▶ **WHAT THIS TASK INVOLVES**:
Make an exact reproduction of all the data.

----- INPUT RECORDS

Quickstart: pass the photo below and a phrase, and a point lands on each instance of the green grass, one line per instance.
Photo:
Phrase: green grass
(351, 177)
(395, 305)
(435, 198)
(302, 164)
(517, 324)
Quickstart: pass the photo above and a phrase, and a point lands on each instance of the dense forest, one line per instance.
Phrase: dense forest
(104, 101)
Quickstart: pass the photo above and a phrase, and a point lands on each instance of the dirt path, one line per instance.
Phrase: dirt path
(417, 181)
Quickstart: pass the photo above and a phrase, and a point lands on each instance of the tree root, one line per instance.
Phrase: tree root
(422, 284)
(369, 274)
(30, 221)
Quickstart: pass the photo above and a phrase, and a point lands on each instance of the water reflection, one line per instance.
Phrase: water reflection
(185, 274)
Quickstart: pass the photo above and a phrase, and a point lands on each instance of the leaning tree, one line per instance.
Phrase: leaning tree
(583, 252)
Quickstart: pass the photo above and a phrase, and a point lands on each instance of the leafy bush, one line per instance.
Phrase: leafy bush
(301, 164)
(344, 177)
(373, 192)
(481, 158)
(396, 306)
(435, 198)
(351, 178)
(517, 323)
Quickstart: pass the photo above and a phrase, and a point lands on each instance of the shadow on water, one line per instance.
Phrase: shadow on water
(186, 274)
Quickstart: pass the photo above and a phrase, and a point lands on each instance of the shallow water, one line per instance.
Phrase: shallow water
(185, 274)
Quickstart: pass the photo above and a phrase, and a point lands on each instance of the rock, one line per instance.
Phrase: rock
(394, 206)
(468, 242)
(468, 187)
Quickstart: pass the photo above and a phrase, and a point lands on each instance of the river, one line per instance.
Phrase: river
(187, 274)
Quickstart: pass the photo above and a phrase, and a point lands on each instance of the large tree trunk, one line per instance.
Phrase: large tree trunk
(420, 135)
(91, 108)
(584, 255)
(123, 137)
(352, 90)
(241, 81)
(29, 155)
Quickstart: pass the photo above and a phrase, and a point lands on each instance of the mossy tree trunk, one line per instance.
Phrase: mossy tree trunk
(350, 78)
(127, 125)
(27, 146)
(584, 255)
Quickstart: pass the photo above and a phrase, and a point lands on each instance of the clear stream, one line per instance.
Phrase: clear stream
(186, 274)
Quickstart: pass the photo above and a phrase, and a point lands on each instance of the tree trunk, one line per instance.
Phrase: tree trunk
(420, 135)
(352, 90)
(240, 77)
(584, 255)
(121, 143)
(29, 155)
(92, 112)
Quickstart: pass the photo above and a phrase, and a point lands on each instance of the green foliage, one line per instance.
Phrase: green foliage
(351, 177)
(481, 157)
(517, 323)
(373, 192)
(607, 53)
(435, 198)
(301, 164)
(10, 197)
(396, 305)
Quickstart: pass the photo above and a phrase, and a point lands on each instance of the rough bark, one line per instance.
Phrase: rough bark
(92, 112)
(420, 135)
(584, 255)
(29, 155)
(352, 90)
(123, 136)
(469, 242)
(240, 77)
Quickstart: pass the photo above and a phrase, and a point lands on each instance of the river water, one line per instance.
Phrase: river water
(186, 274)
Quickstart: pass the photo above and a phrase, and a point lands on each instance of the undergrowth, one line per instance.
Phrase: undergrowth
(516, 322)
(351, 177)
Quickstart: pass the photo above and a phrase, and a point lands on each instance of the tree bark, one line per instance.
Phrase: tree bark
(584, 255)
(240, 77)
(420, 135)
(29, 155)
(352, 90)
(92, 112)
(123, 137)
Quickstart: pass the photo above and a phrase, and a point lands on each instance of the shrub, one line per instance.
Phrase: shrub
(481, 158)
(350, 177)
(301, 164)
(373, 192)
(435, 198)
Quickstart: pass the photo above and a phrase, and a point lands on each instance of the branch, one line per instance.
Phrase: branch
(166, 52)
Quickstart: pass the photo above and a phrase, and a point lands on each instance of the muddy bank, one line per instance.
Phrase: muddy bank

----------

▶ **ANSWER BOX**:
Quickstart: pass the photo below and a phrase, and a point lands on each instance of the green grass, one line per instance.
Photo:
Phrase: green grass
(351, 177)
(395, 305)
(435, 198)
(302, 164)
(517, 324)
Quickstart: pass the photo above and a phrase, and a point lands on each instance of the dense forest, one line per instance.
Phrase: dense forest
(104, 101)
Quickstart: pass the photo above and a phrase, and a point lands on each instance of the dirt path, one line per instance.
Phrase: dirt path
(417, 181)
Quickstart: pass the photo above and a phrase, and a point lands on each instance of the tree root, one line per instance.
Phrase: tree root
(422, 284)
(369, 274)
(30, 221)
Quickstart: pass the photo above and a phrase, and a point lands on each instance of the water reflection, one line per instance.
Phrase: water reflection
(185, 274)
Quickstart: pass the photo above and a phrase, and a point lands on each instance of the leaning tree, one line per instance.
Phrase: leaning tree
(583, 252)
Quickstart: pass the photo above and a phrase, and a point lands on each instance of the leafy bush, one line per instance.
Phrase: leafy bush
(301, 164)
(344, 177)
(373, 192)
(481, 158)
(396, 306)
(435, 198)
(351, 178)
(517, 323)
Quickstart: pass the photo above and a phrase, and a point lands on each instance of the shadow on water, one line per instance.
Phrase: shadow on water
(186, 274)
Quickstart: pass the photo above and a phrase, and a point lands on each instance of the shallow water, one line per instance.
Phrase: shallow water
(185, 274)
Quickstart: pass the photo above and a phrase, and a point lands on each instance of the rock, one line per instance.
Phrase: rock
(394, 206)
(468, 242)
(468, 187)
Quickstart: pass the photo above and a phrase, and a point lands on each instance of the river, one line per instance.
Phrase: river
(187, 274)
Quickstart: pass the photo above and a phrase, and a point lands on each instance of the large tree trunk, one line per instance.
Phrase: large tree trunk
(420, 135)
(91, 108)
(584, 255)
(123, 137)
(352, 90)
(241, 81)
(29, 155)
Quickstart: pass the photo above and a phrase, and a point lands on each instance of the mossy tree trunk, one line per instance.
Phrase: mossy tree trunk
(350, 78)
(127, 125)
(27, 146)
(584, 255)
Quickstart: pass the photo above and a phrase, and a point lands on each instance of the clear stream, one line per instance.
Phrase: clear stream
(186, 274)
Quickstart: pass the photo above and a phrase, and a point lands on each instance of the tree trunk, one line per instance.
Phrase: tree trunk
(420, 135)
(352, 90)
(240, 77)
(584, 255)
(121, 143)
(29, 155)
(92, 112)
Quickstart: pass the photo above and a phrase, and a point lands on each instance of the green foliage, one line per instance.
Phrase: green foliage
(351, 177)
(481, 157)
(517, 323)
(373, 192)
(607, 53)
(435, 198)
(301, 164)
(10, 197)
(396, 305)
Quickstart: pass the photo above and a phrase, and a point lands on each instance of the rough bark, one line per instance.
Phrase: rough bark
(92, 112)
(420, 135)
(584, 255)
(29, 155)
(352, 90)
(123, 136)
(469, 242)
(240, 77)
Quickstart: pass the photo above and a phrase, and a point lands on each instance of the river water, one line per instance.
Phrase: river water
(186, 274)
Quickstart: pass the photo above and a phrase, and a point lands on each instance of the undergrowth, one line per instance.
Phrase: undergrowth
(516, 322)
(351, 177)
Quickstart: pass the photo above and a phrase, and a point lands on each instance of the tree bark, one line per instance.
Phrase: tree bark
(584, 255)
(240, 77)
(420, 135)
(29, 155)
(352, 90)
(92, 112)
(123, 137)
Quickstart: pass the photo above and a phrase, and a point lands on each instance of the shrub, one line per instance.
Phrase: shrub
(481, 158)
(350, 177)
(301, 164)
(373, 192)
(435, 198)
Quickstart: pass the photo above and a phrase, and a point lands on each instance of the branch, one line per instance.
Phrase: branch
(166, 52)
Quickstart: pass the photo above and a phrase, and a point lands on each instance of the muddy bank, one line per instance.
Phrase: muddy bank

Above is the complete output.